# [KUTIPAN PILIHAN]

========================================

Hari Ini, Hasil Revisi UU ITE Mulai Diberlakukan

JAKARTA (suaralira.com) - Revisi Undang-undang (UU) No. 11 Tahun 2008 tentang Informasi dan Transaksi Elektronik (ITE) sudah selesai dibahas dan sah menjadi UU oleh DPR dan Pemerintah pada 27 Oktober 2016 lalu.
 
Pemberlakukan UU ITE sesuai dengan hasil revisian tersebut, mulai diterapkan hari ini Senin, 28 November 2016. Hal itu diutarakan oleh Ketua Tim Panitia Kerja (Panja) RUU ITE, Henri Subiakto.
 
"Jadi menurut UU Nomor 12 tahun 2011 pasal 73 ayat 1 itu, suatu rancangan UU kalau sudah disepakati antara DPR dengan Pemerintah, maka harus ditandatangani oleh Presiden RI paling lama 30 hari. Itu kan kesepakatannya saat tanggal 27 Oktober 2016, jadi harus ditandatangani 27 November 2016 atau otomatis hari kerja pertama ini yakni tanggal 28 November 2016 dan Setneg wajib mengundangkannya. Jadi intinya berlaku pertama di hari ini," ujarnya seperti yang dilangsir Merdeka.com melalui sambungan telepon, Senin (28/11).
 
Dikatakannya, bila hingga 30 hari pasca kesepakatan antara DPR dengan Pemerintah rancangan UU tersebut belum ditandatangani, maka tetap akan diberlakukan. Hal itu merujuk pada UU Nomor 12 tahun 2011 pasal 73 ayat 2 yang berbunyi:
 
'Dalam hal Rancangan Undang-Undang sebagaimana dimaksud pada ayat (1) tidak ditandatangani oleh Presiden dalam waktu paling lama 30 (tiga puluh) hari terhitung sejak Rancangan Undang-Undang tersebut disetujui bersama, Rancangan Undang-Undang tersebut sah menjadi Undang-Undang dan wajib diundangkan'.
 
"Jadi walaupun belum ditandatangani oleh Presiden RI pun tetap akan diberlakukan hari ini," katanya yang juga menjabat sebagai Staf Ahli Menteri Komunikasi dan Informatika Bidang Komunikasi dan Media Massa.
 
Adapun poin-poin dalam revisi UU ITE yang sudah disepakati dan disahkan sebagai berikut:
 
1. Untuk menghindari multitafsir terhadap ketentuan larangan mendistribusikan, mentransmisikan dan/atau membuat dapat diaksesnya Informasi Elektronik bermuatan penghinaan dan/atau pencemaran nama baik pada ketentuan Pasal 27 ayat (3), dilakukan 3 (tiga) perubahan sebagai berikut:
 
a. Menambahkan penjelasan atas istilah "mendistribusikan, mentransmisikan dan/atau membuat dapat diaksesnya Informasi Elektronik".
 
b. Menegaskan bahwa ketentuan tersebut adalah delik aduan bukan delik umum.

========================================

# [TUJUAN LATIHAN]
1. Jawablah pertanyaan-pertanyaan ini berdasarkan berita tentang revisi UU ITE.
(a) Pada tanggal berapa revisi UU ITE sah menjadi UU oleh DPR dan Pemerintah?
(b) Jabatan apa yang juga dipegang Henri Subiakto selain Ketua Tim Panja RUU ITE?
(c) Menurut poin b pada daftar perubahan, ketentuan Pasal 27 ayat (3) ditegaskan sebagai delik apa?
2. Sebutkan semua tanggal berbeda yang ditulis lengkap dengan tahunnya dalam berita tentang revisi UU ITE.
Item yang disertakan tidak berperan dalam tugas ini.

========================================

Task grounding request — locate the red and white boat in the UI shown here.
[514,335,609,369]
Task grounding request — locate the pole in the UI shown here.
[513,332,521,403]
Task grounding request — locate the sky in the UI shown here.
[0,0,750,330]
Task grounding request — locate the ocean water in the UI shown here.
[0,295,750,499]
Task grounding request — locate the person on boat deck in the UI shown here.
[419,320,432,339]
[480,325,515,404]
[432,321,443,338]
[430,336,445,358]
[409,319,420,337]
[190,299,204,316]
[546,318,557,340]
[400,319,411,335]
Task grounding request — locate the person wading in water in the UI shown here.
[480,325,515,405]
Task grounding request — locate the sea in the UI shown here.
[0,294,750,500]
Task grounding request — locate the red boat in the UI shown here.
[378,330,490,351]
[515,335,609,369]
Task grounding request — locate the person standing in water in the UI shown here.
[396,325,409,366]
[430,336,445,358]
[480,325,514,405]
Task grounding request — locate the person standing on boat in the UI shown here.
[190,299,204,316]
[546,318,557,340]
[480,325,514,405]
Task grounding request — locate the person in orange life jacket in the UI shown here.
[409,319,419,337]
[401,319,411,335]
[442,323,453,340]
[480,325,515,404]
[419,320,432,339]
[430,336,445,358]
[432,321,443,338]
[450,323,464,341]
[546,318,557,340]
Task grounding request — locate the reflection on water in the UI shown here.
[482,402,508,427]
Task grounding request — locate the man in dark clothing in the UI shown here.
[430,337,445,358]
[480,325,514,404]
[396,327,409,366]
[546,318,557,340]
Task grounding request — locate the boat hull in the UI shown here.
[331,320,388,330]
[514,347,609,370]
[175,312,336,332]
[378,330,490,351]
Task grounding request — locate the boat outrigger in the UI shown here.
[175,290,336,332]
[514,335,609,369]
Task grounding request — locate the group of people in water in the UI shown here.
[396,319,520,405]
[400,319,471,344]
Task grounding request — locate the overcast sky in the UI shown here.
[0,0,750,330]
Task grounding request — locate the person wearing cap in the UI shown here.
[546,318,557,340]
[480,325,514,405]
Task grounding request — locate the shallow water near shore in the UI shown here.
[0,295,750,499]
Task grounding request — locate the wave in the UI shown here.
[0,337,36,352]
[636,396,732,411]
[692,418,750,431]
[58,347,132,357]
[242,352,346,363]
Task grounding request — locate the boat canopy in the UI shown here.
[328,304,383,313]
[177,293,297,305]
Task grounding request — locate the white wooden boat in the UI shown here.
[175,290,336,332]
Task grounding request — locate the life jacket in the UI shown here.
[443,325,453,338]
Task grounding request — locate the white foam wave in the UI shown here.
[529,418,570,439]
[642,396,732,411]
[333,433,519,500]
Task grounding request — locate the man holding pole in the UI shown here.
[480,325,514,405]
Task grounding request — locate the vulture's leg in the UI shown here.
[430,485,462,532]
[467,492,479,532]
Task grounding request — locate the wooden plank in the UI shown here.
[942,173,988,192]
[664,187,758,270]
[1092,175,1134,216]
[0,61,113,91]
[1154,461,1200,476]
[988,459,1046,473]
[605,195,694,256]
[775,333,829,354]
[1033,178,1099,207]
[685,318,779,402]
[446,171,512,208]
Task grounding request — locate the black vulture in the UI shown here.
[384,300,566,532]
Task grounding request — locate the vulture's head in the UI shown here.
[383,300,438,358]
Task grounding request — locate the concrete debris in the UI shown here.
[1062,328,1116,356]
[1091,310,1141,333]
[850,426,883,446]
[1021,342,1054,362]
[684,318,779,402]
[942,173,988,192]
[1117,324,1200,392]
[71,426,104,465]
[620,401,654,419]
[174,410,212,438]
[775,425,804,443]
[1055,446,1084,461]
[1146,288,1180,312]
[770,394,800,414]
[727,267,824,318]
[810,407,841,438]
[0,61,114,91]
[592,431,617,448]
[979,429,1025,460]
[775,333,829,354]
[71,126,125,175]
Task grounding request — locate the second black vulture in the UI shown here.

========================================

# [JAWABAN LATIHAN]
1.
(a) 27 Oktober 2016
(b) Staf Ahli Menteri Komunikasi dan Informatika Bidang Komunikasi dan Media Massa
(c) Delik aduan, bukan delik umum

2.
27 Oktober 2016
28 November 2016
27 November 2016